■ **Written exercise**
Print the entries below word for word, beginning at the start and stopping after the line that contains "point(26, 966)". Leave the pictures out.

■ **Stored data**
------------------------------------------------------------------------

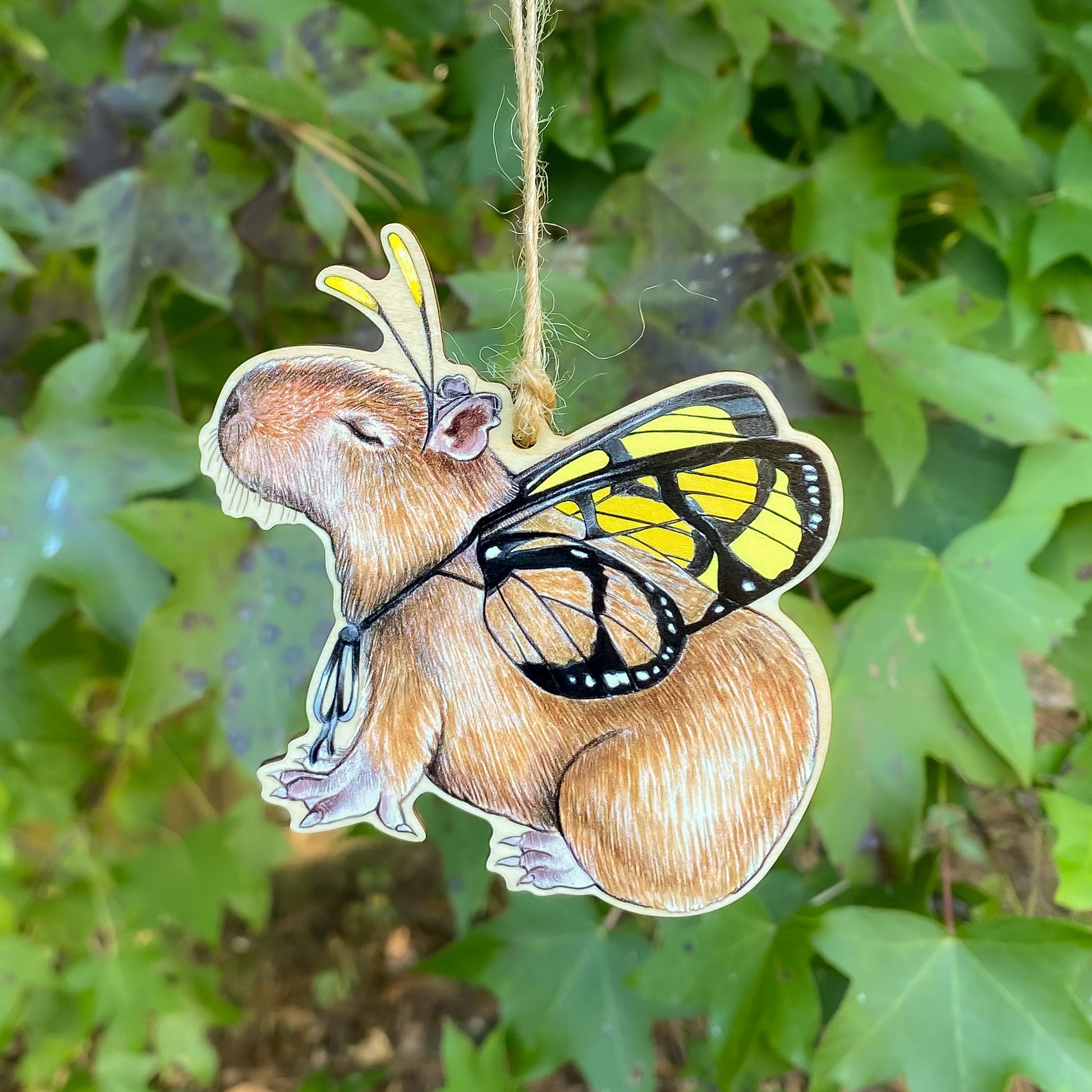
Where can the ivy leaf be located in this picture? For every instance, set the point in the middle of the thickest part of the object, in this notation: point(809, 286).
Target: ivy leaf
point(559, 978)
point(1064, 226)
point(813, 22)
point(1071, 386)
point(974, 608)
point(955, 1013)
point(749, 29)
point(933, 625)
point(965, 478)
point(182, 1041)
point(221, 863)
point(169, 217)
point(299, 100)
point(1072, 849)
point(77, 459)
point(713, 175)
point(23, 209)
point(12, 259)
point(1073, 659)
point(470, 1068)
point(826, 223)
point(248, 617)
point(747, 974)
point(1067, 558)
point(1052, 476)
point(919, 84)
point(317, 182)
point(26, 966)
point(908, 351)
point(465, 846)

------------------------------------------------------------------------

■ **Completed exercise**
Where can the ivy leaf be located in this picture? For every instance, set the point in the middle of the thickest part of the object, in this notation: point(809, 286).
Target: ivy leaf
point(559, 978)
point(1064, 226)
point(813, 22)
point(1071, 386)
point(974, 608)
point(955, 1013)
point(749, 29)
point(933, 625)
point(965, 478)
point(182, 1041)
point(221, 863)
point(169, 217)
point(299, 100)
point(1072, 849)
point(77, 459)
point(713, 175)
point(23, 209)
point(12, 259)
point(1073, 659)
point(470, 1068)
point(826, 223)
point(248, 617)
point(747, 974)
point(1067, 558)
point(1052, 476)
point(919, 84)
point(317, 182)
point(26, 966)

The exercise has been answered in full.